### Goal 1
Repeat the passage of the Board decision starting with "APPEARANCES: J. D." and going on through "for the objectors.".
### Goal 2
Answer these questions using the Board decision:
(a) Who served as Vice-Chair on the panel?
(b) What date is given for the decision of the Board?
(c) On what date was the decision issuing a certificate to the applicant dated?

### Document text
United Brotherhood of Carpenters and Joiners of America, Local Union 27 v. Racal-Chubb Canada Inc.
[1990] OLRB Rep. September 944
1635-89-R United Brotherhood of Carpenters and Joiners of America, Local Union 27, Applicant v. Racal-Chubb Canada Inc., Respondent v. Group of Employees, Objectors
BEFORE: M. A. Nairn, Vice-Chair, and Board Members J. A. Rundle and C. McDonald.
APPEARANCES: J. D. Watson and Allan Wall for the applicant/complainant; Robert Routliffe and Terry S. Ryce for the respondent; Michael Horan and C. Jennings for the objectors.
DECISION OF THE BOARD; September 7, 1990
Reasons for Decision
1Further to the panel's decision dated May 2, 1990 the parties reconvened before us to deal with the issue of whether the statement of desire (the "petition") filed in connection with the certification application in File No. 1635-89-R represented a voluntary statement of employee wishes. Having heard the evidence and submissions of the parties, we ruled that we were not satisfied that the document was a voluntary statement of employee wishes and therefore would not cast doubt on the membership evidence filed by the applicant. In a decision dated June 29, 1990 we issued a certificate to the applicant. We have been asked to provide our reasons with respect to the ruling on the statement of desire.

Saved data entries
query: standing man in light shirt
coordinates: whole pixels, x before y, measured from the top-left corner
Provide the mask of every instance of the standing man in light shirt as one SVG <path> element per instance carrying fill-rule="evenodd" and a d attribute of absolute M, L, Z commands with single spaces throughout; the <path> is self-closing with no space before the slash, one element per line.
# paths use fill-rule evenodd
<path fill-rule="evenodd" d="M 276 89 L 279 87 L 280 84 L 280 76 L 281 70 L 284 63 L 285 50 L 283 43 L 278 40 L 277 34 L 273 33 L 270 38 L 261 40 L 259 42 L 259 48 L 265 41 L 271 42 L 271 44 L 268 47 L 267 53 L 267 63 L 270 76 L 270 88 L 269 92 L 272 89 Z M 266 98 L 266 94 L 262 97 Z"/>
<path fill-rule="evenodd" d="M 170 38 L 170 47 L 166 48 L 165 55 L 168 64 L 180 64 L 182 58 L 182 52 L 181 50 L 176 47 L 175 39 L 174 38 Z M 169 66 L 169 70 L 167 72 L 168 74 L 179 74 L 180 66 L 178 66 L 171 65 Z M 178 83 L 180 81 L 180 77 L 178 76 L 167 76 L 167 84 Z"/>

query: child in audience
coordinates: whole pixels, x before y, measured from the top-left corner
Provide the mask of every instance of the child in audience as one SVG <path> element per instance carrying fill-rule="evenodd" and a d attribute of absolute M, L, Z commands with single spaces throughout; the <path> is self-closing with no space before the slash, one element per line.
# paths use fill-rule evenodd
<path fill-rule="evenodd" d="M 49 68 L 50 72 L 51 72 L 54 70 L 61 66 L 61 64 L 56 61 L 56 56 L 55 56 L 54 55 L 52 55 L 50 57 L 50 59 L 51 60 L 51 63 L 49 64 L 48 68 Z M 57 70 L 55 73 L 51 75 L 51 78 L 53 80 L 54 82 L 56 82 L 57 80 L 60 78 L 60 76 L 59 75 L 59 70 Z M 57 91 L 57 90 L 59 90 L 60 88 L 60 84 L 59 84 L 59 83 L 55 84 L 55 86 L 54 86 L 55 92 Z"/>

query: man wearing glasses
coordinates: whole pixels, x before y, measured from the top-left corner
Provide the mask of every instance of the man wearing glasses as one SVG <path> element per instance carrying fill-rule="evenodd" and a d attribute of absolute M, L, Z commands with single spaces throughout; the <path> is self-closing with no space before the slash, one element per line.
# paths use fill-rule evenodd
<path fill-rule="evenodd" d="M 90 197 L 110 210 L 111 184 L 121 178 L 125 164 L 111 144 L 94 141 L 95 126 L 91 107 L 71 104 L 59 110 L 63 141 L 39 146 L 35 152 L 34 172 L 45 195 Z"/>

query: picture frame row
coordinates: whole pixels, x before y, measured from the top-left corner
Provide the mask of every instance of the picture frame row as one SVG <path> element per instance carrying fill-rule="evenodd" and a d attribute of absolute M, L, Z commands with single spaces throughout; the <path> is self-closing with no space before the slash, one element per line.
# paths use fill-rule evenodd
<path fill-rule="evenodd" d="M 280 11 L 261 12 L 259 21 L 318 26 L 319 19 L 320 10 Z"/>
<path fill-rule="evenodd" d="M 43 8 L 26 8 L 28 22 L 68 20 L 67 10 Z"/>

### Exercise solution 1
APPEARANCES: J. D. Watson and Allan Wall for the applicant/complainant; Robert Routliffe and Terry S. Ryce for the respondent; Michael Horan and C. Jennings for the objectors.

### Exercise solution 2
(a) M. A. Nairn
(b) September 7, 1990
(c) June 29, 1990